» **EXTRACTED INFORMATION**
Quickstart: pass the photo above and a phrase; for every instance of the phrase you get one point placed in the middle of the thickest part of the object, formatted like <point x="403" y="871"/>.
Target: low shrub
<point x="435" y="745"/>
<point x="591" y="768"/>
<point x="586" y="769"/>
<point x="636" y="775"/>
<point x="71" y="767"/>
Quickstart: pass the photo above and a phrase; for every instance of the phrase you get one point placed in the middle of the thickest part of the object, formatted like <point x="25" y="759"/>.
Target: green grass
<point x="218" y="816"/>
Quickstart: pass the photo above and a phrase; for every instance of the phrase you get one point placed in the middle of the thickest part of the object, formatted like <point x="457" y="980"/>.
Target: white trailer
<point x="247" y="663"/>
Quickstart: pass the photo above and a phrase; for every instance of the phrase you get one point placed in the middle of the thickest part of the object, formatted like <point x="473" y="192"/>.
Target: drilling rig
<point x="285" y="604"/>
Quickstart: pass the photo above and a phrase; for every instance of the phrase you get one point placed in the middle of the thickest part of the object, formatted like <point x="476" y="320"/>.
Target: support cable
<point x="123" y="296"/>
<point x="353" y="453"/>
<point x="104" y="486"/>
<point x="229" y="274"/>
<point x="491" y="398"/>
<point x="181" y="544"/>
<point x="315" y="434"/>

» **YOUR GOAL**
Set each line down exactly, beginning at the one containing "Target: drilling rig" and ending at the last line of the material above.

» **SOLUTION TO THE PROBLEM**
Target: drilling rig
<point x="285" y="604"/>
Quickstart: pass the photo above and a phrase; for every instance of the phrase you get one point placed in the middle of the thickest part of the object, formatted like <point x="476" y="320"/>.
Target: support cable
<point x="123" y="296"/>
<point x="353" y="453"/>
<point x="104" y="486"/>
<point x="229" y="274"/>
<point x="491" y="398"/>
<point x="181" y="544"/>
<point x="315" y="434"/>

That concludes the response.